▶ Extract to read

Probably because they don't know where to take cover.
Depending on how much time I have, if I had to take cover, I'd either load up supplies in the car and head to the 3rd underground floor of my office parking garage (but away from the vent stacks in 2 corners of the garage), or if I have less time, I'll jump the fence at the apartment complex next door and hide out in their one floor underground garage.
I live in a wood-framed house, so it's going to provide less protection than an underground garage, though still better than running around the streets.
Business insider says 37 minutes from North Korea to Honolulu. I imagine it’s only a few seconds difference between the various Hawaiian islands. However, you don’t really know how quickly the alert goes out. Do you estimate you’ll have more than 10 minutes notice?
The duck and cover thing I thik it was more to escape from things like glass and debris throw away by a explosion. Of course, if you were close of the explosion wold make litle sense,but the after shock can hurt lots of people.

▶ Given task A
From the entries, copy every line from the one containing "Spot every baseboard" up to and including the one containing "[153,302,566,657]".

▶ Provided data
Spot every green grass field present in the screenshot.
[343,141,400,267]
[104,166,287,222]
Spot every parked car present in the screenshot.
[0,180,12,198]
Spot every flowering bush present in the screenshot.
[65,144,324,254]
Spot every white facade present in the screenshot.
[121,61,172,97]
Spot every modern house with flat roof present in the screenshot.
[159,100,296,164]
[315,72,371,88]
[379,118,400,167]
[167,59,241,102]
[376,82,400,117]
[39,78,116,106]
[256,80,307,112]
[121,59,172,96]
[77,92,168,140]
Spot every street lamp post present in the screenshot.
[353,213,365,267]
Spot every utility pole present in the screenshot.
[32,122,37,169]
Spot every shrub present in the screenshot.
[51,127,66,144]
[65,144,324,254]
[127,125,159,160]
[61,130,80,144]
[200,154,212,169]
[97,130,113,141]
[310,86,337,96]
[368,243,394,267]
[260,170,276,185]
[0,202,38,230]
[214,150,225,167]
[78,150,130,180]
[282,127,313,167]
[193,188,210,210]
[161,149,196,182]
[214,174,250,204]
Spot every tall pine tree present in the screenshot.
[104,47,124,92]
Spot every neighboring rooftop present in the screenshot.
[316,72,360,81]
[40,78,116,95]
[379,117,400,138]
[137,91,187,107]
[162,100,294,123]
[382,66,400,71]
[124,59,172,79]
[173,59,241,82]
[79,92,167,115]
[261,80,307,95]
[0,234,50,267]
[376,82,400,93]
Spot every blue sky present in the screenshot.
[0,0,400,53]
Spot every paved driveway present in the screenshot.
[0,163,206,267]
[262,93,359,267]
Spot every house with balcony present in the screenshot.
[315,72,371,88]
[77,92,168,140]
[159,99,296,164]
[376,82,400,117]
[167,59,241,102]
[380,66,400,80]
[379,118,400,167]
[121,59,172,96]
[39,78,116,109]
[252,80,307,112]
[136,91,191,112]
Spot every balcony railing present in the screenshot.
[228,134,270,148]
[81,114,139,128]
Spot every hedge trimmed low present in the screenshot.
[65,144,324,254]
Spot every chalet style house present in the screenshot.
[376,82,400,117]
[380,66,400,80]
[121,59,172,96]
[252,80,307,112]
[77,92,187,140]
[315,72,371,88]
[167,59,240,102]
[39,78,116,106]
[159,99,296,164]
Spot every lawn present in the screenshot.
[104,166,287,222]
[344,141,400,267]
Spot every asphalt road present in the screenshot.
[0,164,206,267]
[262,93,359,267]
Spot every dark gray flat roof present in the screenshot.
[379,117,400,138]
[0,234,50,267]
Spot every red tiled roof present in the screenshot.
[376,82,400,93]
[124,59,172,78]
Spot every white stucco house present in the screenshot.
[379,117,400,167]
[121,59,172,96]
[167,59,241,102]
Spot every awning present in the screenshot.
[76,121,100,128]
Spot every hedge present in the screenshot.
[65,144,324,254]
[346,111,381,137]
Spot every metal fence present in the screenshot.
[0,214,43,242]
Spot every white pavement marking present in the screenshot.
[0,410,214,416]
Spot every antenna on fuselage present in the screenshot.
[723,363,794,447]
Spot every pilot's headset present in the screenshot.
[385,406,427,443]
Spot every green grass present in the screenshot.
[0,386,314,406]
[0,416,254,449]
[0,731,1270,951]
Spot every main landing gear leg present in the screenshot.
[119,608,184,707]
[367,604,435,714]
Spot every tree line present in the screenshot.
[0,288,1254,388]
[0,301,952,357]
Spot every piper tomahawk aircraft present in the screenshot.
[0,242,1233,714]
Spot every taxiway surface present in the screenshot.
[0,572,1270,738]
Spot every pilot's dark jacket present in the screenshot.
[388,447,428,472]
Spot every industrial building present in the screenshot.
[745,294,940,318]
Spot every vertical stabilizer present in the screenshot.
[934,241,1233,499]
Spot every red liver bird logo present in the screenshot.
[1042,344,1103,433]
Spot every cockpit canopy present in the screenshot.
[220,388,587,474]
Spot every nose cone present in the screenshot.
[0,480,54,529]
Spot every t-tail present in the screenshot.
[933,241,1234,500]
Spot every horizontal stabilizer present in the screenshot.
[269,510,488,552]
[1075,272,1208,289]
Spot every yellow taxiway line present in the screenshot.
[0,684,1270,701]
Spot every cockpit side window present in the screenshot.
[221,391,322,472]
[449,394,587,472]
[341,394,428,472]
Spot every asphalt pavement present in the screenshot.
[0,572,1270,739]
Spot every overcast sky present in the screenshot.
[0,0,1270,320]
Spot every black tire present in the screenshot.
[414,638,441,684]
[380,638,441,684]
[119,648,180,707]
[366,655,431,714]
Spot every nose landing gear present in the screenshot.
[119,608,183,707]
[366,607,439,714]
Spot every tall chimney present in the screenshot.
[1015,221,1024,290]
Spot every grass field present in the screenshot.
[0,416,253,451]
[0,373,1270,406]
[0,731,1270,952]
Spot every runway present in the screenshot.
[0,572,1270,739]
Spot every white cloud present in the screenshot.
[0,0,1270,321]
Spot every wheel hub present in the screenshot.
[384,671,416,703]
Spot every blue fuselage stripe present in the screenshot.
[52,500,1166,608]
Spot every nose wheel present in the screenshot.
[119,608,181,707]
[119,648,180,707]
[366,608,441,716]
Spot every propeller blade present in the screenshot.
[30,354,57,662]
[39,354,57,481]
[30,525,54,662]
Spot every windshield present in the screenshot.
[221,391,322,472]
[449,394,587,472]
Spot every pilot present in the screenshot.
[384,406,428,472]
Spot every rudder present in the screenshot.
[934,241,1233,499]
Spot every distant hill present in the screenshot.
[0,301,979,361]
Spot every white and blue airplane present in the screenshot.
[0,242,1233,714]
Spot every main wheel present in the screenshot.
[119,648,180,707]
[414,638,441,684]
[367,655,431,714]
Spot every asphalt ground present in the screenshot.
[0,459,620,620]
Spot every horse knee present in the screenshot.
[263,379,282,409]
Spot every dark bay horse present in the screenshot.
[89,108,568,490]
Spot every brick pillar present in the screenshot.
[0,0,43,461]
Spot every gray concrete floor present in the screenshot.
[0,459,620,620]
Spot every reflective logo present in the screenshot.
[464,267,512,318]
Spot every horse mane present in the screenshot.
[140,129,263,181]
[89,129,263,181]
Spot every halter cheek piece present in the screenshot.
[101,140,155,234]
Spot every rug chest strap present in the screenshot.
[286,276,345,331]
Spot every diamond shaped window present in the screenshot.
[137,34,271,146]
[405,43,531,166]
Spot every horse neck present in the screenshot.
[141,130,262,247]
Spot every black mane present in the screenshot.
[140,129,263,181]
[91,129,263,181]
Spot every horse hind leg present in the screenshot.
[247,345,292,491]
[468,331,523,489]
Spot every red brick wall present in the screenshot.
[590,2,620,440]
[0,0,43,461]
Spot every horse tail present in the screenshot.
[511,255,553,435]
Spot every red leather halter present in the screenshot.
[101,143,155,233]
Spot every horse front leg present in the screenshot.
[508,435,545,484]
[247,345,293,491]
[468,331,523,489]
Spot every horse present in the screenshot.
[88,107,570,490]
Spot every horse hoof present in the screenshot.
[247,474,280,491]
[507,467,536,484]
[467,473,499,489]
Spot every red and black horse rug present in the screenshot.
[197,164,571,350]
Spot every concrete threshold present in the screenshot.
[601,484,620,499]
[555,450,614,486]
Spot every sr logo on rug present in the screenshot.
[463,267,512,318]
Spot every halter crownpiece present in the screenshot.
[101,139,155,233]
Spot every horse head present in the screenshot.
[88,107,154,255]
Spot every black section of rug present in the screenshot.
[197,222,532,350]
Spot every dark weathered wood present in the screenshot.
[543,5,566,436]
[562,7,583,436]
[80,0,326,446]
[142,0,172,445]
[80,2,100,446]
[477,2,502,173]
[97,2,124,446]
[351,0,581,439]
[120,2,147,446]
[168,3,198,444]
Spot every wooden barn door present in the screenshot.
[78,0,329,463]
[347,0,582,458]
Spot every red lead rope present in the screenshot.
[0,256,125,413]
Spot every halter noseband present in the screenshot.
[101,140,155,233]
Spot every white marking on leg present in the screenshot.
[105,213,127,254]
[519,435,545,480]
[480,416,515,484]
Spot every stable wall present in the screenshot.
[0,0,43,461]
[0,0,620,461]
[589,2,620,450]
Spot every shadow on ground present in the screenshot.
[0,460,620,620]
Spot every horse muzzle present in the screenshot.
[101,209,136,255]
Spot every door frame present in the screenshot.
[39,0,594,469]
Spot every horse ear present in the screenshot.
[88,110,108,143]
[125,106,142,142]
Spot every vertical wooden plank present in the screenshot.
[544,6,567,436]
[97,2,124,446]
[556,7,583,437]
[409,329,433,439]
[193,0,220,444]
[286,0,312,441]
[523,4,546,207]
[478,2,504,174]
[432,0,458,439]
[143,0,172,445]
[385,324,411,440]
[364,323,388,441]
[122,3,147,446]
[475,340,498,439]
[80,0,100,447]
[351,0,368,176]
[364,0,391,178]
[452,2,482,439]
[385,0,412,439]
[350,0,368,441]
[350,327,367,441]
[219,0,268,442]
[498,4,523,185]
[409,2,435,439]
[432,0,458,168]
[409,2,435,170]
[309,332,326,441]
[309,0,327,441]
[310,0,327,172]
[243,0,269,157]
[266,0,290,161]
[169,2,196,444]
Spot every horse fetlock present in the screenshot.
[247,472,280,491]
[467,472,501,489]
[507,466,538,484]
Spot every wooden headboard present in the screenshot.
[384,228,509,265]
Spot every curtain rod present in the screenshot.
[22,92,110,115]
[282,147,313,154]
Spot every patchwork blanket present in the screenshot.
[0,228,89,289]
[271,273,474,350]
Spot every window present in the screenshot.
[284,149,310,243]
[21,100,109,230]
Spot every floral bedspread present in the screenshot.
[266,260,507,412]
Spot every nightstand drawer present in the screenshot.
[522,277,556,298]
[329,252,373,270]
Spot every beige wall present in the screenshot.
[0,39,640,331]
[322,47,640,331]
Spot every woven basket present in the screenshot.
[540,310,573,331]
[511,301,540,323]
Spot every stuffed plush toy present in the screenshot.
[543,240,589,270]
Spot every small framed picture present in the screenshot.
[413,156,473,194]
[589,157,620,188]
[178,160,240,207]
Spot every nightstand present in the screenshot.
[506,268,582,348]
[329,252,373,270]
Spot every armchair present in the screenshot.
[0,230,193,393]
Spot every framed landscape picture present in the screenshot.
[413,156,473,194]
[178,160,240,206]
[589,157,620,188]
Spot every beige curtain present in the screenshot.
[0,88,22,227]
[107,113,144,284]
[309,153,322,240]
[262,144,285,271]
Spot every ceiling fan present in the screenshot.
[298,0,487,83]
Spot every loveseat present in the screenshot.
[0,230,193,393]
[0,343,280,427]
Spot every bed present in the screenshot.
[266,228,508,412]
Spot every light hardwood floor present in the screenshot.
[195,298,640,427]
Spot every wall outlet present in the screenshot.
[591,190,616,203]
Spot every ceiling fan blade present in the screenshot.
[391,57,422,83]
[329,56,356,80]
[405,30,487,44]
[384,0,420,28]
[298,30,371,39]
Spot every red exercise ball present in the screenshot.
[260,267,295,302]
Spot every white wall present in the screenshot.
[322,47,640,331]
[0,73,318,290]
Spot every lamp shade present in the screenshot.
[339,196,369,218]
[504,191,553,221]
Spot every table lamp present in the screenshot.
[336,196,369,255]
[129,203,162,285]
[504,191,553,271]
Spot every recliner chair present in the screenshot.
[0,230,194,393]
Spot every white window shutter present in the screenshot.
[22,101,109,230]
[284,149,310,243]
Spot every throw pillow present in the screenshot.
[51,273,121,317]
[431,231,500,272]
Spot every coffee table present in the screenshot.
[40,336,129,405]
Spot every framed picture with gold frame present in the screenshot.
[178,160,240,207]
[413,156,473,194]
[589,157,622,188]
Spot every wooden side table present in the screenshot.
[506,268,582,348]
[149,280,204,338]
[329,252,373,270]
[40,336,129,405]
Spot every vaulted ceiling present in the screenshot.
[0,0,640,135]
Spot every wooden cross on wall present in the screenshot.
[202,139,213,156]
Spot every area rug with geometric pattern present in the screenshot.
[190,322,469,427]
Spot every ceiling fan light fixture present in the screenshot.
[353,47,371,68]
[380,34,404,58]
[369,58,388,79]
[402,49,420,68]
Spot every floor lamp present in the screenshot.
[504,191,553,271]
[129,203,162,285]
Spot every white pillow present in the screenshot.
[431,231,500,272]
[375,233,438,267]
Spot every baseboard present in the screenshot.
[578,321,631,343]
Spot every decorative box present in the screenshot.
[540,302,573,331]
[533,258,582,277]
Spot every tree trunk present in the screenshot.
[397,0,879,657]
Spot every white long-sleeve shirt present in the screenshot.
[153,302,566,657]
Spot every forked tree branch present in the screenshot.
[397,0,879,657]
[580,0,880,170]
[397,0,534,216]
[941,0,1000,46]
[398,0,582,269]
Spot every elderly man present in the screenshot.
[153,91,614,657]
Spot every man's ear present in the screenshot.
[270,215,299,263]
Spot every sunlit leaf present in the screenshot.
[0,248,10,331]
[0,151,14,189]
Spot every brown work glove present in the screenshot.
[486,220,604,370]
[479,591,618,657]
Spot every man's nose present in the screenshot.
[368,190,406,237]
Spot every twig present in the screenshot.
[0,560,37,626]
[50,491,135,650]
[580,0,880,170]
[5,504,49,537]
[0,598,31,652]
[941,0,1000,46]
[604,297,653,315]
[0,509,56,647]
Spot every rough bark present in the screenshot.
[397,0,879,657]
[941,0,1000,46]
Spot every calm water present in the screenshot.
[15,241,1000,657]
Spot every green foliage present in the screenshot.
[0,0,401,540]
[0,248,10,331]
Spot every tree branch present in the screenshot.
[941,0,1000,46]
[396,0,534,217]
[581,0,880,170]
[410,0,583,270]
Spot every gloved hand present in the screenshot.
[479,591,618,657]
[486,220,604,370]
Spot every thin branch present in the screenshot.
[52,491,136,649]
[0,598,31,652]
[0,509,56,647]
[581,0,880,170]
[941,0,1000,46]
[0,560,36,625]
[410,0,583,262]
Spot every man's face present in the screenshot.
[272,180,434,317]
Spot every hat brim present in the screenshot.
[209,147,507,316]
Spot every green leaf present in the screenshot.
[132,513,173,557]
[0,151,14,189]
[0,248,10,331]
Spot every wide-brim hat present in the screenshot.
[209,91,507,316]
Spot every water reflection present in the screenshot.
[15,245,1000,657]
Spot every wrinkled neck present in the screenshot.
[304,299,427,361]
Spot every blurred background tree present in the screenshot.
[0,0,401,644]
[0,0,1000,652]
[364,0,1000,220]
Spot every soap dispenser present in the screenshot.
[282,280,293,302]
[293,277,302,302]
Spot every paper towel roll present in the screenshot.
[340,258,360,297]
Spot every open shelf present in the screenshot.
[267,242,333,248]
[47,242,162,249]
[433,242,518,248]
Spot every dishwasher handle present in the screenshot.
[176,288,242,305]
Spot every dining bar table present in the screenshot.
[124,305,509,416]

▶ Given task B
Which spans of time does the discussion about taking cover mention? List each one as it is worded.

▶ Written response A
Spot every baseboard present in the screenshot.
[578,321,631,343]
Spot every decorative box present in the screenshot.
[540,302,573,331]
[533,258,582,277]
Spot every tree trunk present in the screenshot.
[397,0,879,657]
Spot every white long-sleeve shirt present in the screenshot.
[153,302,566,657]

▶ Written response B
- 37 minutes
- a few seconds
- more than 10 minutes